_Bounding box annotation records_
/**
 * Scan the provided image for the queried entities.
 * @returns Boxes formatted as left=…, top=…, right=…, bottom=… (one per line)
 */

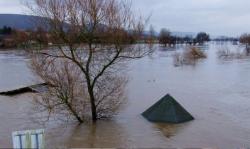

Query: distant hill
left=0, top=14, right=41, bottom=30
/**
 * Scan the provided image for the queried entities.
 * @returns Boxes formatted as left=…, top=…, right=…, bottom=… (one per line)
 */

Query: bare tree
left=159, top=28, right=171, bottom=46
left=26, top=0, right=149, bottom=122
left=240, top=34, right=250, bottom=54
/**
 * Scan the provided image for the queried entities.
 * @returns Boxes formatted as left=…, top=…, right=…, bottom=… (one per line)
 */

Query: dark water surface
left=0, top=44, right=250, bottom=149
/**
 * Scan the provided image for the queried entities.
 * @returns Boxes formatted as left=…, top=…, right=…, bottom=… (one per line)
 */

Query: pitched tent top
left=142, top=94, right=194, bottom=124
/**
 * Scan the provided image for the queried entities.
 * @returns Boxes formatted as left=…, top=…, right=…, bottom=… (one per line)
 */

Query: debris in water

_WORK TO BE COMPLETED_
Retype all of the records above word for word, leaving out the pictures.

_RESULT BELOW_
/**
 * Scan the provided image for the queried entities.
 * @returns Boxes formatted as left=…, top=…, right=…, bottom=… (one per line)
 */


Query: distant hill
left=0, top=14, right=41, bottom=30
/**
 * Scan the provided image for the queried entities.
 * @returns Boxes formatted as left=…, top=…, right=…, bottom=… (one per line)
 */

Query: bare tree
left=159, top=28, right=171, bottom=46
left=26, top=0, right=149, bottom=122
left=240, top=34, right=250, bottom=54
/**
 * Scan the provided image for the queried entities.
 * @returns Boxes formatted as left=…, top=…, right=…, bottom=… (one per line)
 */

Query: dark water surface
left=0, top=44, right=250, bottom=149
/**
 * Scan the provided image for the queried entities.
 * @returns Boxes formatted as left=…, top=…, right=…, bottom=… (one per line)
 */

Query: pitched tent top
left=142, top=94, right=194, bottom=124
/**
 * Scan the provided image for the queried entities.
 * @returns Boxes formatted as left=…, top=…, right=…, bottom=… (one per line)
 */

Query: debris in water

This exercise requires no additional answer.